■ INSTRUCTION A: Count the lines of the records that contain the string "photo", treating case as significant, and give only the number.

How much does it cost to send a picture?

Peter Rukavina

One of the items that we tried to drive home at our meeting with Aliant Mobility a couple of weeks ago was the model we are used to, and the model we are comfortable with, for bandwidth, be it wired or wireless is “we rent the pipe and do with it what we will.”

It’s quite clear that the business model for Aliant Mobility (which is, of course, not alone in the industry here) is pushing is “we rent you the pipe, and then charge you in various ways for using it.”

Witness their new picture messaging service. If you add together the big print and the fine print, here’s what you get:

  • 50 cents per picture, plus the applicable Mobile Browser charges based on the photo size.
  • Average photo size is 32 KB.

■ INSTRUCTION B: Please reproduce the section of the picture-cost post that starts with the words containing "Peter Rukavina" and ends with "on the photo size.", switching every "Aliant Mobility" to "the carrier".

■ Object location annotation data:

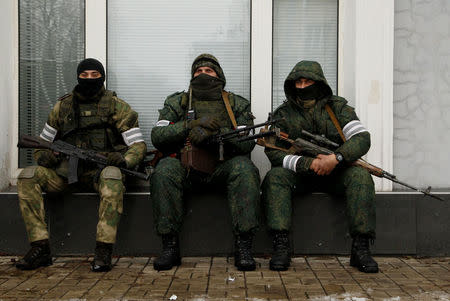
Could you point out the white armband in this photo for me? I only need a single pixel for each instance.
(352, 128)
(132, 136)
(48, 133)
(290, 162)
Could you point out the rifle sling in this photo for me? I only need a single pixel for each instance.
(226, 101)
(335, 121)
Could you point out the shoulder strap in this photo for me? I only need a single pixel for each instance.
(335, 121)
(226, 101)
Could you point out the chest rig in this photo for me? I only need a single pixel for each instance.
(93, 127)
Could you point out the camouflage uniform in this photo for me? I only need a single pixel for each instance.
(237, 174)
(291, 174)
(105, 124)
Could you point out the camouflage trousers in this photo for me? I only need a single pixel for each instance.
(238, 176)
(355, 183)
(34, 180)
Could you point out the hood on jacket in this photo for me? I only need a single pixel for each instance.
(208, 60)
(306, 69)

■ FULL SOLUTION A: 7

■ FULL SOLUTION B:
Peter Rukavina

One of the items that we tried to drive home at our meeting with the carrier a couple of weeks ago was the model we are used to, and the model we are comfortable with, for bandwidth, be it wired or wireless is “we rent the pipe and do with it what we will.”

It’s quite clear that the business model for the carrier (which is, of course, not alone in the industry here) is pushing is “we rent you the pipe, and then charge you in various ways for using it.”

Witness their new picture messaging service. If you add together the big print and the fine print, here’s what you get:

  • 50 cents per picture, plus the applicable Mobile Browser charges based on the photo size.